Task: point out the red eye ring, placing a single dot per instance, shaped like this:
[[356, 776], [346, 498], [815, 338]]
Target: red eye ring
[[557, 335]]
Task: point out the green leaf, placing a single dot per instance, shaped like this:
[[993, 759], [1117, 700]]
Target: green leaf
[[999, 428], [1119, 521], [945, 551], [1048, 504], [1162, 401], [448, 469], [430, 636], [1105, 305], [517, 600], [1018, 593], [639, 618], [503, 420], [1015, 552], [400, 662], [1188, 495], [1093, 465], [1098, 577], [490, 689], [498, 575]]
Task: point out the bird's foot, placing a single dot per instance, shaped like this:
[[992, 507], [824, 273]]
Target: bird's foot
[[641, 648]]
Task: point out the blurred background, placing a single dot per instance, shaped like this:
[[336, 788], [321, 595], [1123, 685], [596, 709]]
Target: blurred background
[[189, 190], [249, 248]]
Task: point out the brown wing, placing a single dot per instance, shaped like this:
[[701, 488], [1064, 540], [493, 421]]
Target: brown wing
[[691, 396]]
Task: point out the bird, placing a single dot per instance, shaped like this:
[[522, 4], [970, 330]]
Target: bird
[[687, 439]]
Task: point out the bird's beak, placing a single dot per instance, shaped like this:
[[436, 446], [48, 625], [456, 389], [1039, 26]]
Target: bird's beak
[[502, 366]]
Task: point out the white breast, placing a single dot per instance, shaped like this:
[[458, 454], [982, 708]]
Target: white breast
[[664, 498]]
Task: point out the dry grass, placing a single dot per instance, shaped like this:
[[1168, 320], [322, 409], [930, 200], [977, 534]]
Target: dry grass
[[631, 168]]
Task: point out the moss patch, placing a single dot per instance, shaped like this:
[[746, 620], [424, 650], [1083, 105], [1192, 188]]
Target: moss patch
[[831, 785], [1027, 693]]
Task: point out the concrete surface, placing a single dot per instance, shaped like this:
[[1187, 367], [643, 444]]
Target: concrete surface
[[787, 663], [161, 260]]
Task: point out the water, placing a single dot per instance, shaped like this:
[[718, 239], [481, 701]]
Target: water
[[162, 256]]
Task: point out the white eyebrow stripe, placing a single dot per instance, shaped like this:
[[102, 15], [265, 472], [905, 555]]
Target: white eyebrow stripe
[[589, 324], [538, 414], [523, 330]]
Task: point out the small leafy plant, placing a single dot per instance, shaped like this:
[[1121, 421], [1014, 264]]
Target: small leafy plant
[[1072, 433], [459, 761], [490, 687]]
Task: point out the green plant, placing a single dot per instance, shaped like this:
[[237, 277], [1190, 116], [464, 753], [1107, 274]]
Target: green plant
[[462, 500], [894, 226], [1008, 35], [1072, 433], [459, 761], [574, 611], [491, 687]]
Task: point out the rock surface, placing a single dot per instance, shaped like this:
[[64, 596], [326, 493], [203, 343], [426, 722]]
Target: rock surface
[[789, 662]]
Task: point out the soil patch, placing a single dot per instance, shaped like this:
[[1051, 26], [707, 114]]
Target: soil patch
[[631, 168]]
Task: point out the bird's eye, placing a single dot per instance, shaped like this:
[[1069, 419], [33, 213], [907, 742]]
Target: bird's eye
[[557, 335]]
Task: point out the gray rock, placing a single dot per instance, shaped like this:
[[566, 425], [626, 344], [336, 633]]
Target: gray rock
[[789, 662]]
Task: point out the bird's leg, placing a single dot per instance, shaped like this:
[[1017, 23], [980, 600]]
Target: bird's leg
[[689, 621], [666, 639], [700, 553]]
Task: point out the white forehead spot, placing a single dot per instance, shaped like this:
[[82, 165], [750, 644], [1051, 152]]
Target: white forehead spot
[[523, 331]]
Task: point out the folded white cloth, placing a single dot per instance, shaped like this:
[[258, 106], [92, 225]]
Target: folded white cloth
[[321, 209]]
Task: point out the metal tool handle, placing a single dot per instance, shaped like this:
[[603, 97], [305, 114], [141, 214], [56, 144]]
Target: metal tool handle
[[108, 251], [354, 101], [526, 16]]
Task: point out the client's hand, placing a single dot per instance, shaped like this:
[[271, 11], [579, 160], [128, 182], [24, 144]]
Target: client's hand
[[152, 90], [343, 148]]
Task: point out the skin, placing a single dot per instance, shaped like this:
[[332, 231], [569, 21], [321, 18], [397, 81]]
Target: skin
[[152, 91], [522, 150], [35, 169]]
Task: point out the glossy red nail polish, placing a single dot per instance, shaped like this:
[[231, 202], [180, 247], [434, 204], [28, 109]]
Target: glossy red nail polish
________________
Within the listing above, the lines holding "glossy" should be counted. Give only the number.

## ANSWER AREA
2